(Supplied data)

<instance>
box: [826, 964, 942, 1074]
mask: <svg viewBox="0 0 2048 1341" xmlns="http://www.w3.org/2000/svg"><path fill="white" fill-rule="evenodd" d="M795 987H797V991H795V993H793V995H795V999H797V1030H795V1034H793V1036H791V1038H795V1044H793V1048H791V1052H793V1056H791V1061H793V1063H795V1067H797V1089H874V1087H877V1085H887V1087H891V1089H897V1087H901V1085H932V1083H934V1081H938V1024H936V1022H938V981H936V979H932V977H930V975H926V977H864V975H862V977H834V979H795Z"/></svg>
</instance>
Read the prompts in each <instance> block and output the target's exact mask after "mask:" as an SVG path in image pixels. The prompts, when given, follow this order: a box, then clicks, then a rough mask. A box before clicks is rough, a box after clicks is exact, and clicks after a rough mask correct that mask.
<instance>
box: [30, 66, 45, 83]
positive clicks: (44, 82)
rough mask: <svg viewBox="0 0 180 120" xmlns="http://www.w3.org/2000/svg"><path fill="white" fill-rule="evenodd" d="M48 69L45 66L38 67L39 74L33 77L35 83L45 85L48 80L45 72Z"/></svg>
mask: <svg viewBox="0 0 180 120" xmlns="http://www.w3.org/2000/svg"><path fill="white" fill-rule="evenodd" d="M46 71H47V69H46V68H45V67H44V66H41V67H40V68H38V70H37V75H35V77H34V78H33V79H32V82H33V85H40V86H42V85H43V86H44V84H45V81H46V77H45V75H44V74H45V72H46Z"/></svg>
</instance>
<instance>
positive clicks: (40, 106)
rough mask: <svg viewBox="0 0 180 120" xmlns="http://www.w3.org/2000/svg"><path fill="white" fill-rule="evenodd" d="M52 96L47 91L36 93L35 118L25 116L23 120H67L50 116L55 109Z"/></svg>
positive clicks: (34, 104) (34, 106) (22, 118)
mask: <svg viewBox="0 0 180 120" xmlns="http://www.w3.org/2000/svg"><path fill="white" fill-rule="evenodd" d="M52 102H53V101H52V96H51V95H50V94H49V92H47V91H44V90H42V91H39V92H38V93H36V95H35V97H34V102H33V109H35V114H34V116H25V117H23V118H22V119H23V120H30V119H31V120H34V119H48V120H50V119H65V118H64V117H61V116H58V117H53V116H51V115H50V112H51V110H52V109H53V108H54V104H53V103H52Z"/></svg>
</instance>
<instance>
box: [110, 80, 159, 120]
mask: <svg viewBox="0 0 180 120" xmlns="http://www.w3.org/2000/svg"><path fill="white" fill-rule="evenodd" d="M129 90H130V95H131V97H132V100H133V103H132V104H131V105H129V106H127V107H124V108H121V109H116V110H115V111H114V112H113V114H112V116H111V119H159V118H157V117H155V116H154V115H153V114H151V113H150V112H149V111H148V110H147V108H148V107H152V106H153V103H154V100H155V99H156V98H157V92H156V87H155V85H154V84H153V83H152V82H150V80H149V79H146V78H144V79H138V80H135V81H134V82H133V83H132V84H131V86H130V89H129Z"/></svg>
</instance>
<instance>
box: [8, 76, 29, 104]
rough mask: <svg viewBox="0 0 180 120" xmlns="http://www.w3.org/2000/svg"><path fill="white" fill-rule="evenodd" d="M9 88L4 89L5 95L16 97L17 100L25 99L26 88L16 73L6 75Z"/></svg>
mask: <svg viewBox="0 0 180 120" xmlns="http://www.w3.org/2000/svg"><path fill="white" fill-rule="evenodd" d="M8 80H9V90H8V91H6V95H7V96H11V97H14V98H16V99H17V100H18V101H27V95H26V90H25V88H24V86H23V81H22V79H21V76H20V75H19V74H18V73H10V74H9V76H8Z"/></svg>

(End Supplied data)

## Aim of the task
Exact repetition of every record is required.

## Exercise result
<instance>
box: [826, 964, 942, 1074]
mask: <svg viewBox="0 0 2048 1341" xmlns="http://www.w3.org/2000/svg"><path fill="white" fill-rule="evenodd" d="M795 987H797V991H795V993H793V995H795V999H797V1030H795V1034H793V1036H791V1038H795V1044H793V1048H791V1052H793V1056H791V1061H793V1063H795V1067H797V1089H874V1087H877V1085H887V1087H891V1089H897V1087H901V1085H932V1083H934V1081H938V1024H936V1022H938V981H936V979H932V977H930V975H926V977H864V975H862V977H834V979H795Z"/></svg>
</instance>
Read the prompts in each <instance> block and output the target's exact mask after "mask:" as an SVG path in image pixels. The prompts, when given, follow this order: a box, then clicks, then a rough mask. A box before clicks is rough, a box after clicks is exact, and clicks after a rough mask correct that mask.
<instance>
box: [30, 66, 45, 83]
positive clicks: (44, 82)
rough mask: <svg viewBox="0 0 180 120" xmlns="http://www.w3.org/2000/svg"><path fill="white" fill-rule="evenodd" d="M48 69L45 66L38 67L39 74L33 77L35 83L45 85L48 80L45 72Z"/></svg>
mask: <svg viewBox="0 0 180 120" xmlns="http://www.w3.org/2000/svg"><path fill="white" fill-rule="evenodd" d="M46 71H47V69H46V68H45V67H44V66H41V67H40V68H38V70H37V75H35V77H34V78H33V79H32V82H33V85H40V86H42V85H43V86H44V84H45V81H46V77H45V75H44V74H45V72H46Z"/></svg>
</instance>
<instance>
positive clicks: (40, 106)
rough mask: <svg viewBox="0 0 180 120" xmlns="http://www.w3.org/2000/svg"><path fill="white" fill-rule="evenodd" d="M52 96L47 91L36 93L35 118L25 116L23 120H67L50 116L55 109Z"/></svg>
positive clicks: (34, 104) (34, 106) (22, 118)
mask: <svg viewBox="0 0 180 120" xmlns="http://www.w3.org/2000/svg"><path fill="white" fill-rule="evenodd" d="M52 102H53V101H52V96H51V95H50V94H49V92H47V91H44V90H42V91H39V92H38V93H36V95H35V97H34V102H33V109H35V114H34V116H25V117H23V118H22V119H23V120H30V119H31V120H34V119H48V120H50V119H65V118H64V117H61V116H58V117H53V116H51V115H50V112H51V110H52V109H53V108H54V104H53V103H52Z"/></svg>
</instance>
<instance>
box: [110, 80, 159, 120]
mask: <svg viewBox="0 0 180 120" xmlns="http://www.w3.org/2000/svg"><path fill="white" fill-rule="evenodd" d="M129 90H130V95H131V97H132V100H133V103H132V104H131V105H129V106H127V107H124V108H121V109H116V110H115V111H114V112H113V114H112V116H111V119H159V118H157V117H155V116H154V115H153V114H151V113H150V112H149V111H148V110H147V108H148V107H152V106H153V103H154V100H155V99H156V98H157V92H156V87H155V85H154V84H153V83H152V82H150V80H149V79H146V78H144V79H138V80H135V81H134V82H133V83H132V84H131V86H130V89H129Z"/></svg>
</instance>
<instance>
box: [8, 76, 29, 104]
rough mask: <svg viewBox="0 0 180 120" xmlns="http://www.w3.org/2000/svg"><path fill="white" fill-rule="evenodd" d="M9 88L4 89L5 95L16 97L17 100L25 99L26 88L16 73L6 75Z"/></svg>
mask: <svg viewBox="0 0 180 120" xmlns="http://www.w3.org/2000/svg"><path fill="white" fill-rule="evenodd" d="M8 80H9V90H8V91H6V95H7V96H11V97H14V98H16V99H17V100H18V101H27V95H26V90H25V88H24V86H23V81H22V79H21V76H20V75H19V74H18V73H10V74H9V76H8Z"/></svg>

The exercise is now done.